**Written exercise**
Please retype the records below line for line, leaving out any pictures.
== Data provided ==
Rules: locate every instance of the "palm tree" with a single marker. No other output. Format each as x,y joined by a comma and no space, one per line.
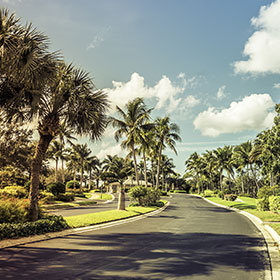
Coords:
146,141
224,161
167,134
73,164
55,152
34,84
118,171
90,164
83,153
129,125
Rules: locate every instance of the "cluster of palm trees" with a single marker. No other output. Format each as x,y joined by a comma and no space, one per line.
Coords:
36,84
243,168
144,137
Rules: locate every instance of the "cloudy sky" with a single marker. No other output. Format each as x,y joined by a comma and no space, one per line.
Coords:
213,66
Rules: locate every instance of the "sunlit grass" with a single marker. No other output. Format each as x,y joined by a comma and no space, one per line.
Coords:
249,205
106,216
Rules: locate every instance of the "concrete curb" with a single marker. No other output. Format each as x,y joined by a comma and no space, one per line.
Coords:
36,238
270,235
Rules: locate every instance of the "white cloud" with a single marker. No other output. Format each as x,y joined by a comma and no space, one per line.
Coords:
262,48
98,38
110,150
167,95
251,113
221,92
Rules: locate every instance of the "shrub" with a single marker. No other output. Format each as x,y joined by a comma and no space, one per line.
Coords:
66,197
72,185
144,196
56,188
14,191
49,224
274,203
179,191
163,193
46,197
263,197
221,194
13,210
263,204
230,197
28,183
208,193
===
**Solution below**
Rules: locate every instance of the "palm tree" with a single marker. No other output. Format each as x,y joined by a comma and no space, one per line.
Coords:
146,141
224,161
167,134
73,164
55,152
34,84
118,171
90,164
83,153
129,125
Rules: locate every instance of the "cluster of palm trees" with a single marker. No other output. Format each as x,y joined by a comma and no space, one per line.
Coords:
36,84
243,168
144,137
Rules: locate every instance of the "cloudy sky" with a single marker. No other output. Format each as x,y joined by a comma and no space, one per line.
Coords:
213,66
Rules: locate every instance of the "sunlit grass" with a single marker. No other output. Format each as x,y joined by a comma and no space, one per line.
Coords:
249,205
106,216
Rules: locate every instance of the "concrete curb" with a single marker. No other output. Format each as x,y joined by a comma and no space, one per line.
Coords:
36,238
270,235
Rules: locate every instance of the "white cloud" with a single marker. No other output. Format each as x,y joined by a comma and no space, one per line.
Coords:
262,48
98,38
110,150
167,95
251,113
221,92
Rules: locate every instance of the "shrub" with a single marker. No other output. Format each as x,y joined by a comma and no space, one per line.
Coords:
66,197
72,185
144,196
56,188
14,191
49,224
274,203
179,191
163,193
46,197
263,197
221,194
13,210
263,204
230,197
28,183
208,193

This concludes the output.